▶ TASK: Can you gather every line of the material below that contains the word "Each"?

════════

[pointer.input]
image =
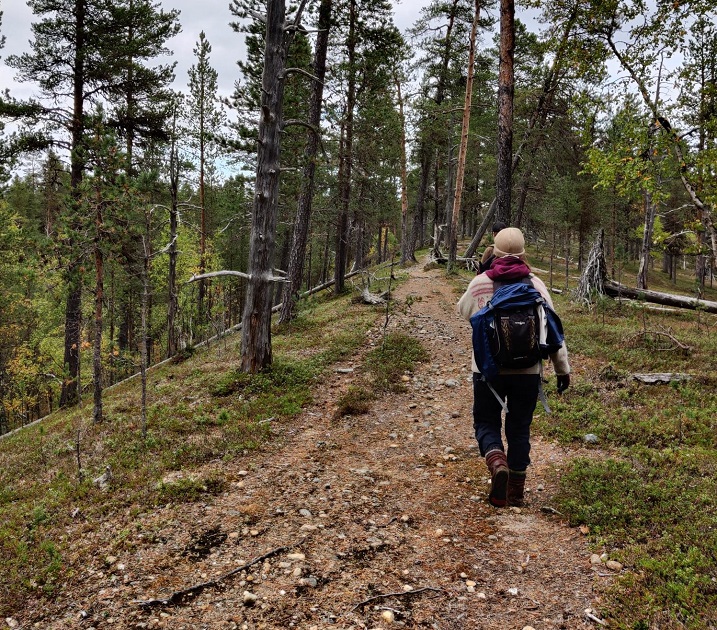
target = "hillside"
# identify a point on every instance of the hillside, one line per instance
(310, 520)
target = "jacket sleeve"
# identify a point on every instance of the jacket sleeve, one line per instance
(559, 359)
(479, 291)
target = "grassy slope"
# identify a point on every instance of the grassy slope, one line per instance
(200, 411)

════════

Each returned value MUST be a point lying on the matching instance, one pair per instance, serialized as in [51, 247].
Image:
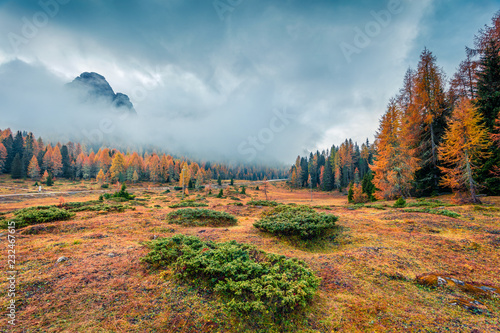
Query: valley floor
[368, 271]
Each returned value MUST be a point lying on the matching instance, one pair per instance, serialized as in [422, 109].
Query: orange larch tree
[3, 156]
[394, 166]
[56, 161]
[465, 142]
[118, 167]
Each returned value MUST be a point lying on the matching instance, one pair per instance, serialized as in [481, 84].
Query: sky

════════

▶ CORRECT ANSWER:
Each returned value MUST be a point lying on the matching instance, one pair per instance, serialized as in [51, 247].
Each returned value MUST be a point lying on the matching instance, one pair per instance, serialized as in [422, 109].
Each returned value MUST be a point lying on the matching instance, one pair per instance, serialized as in [481, 84].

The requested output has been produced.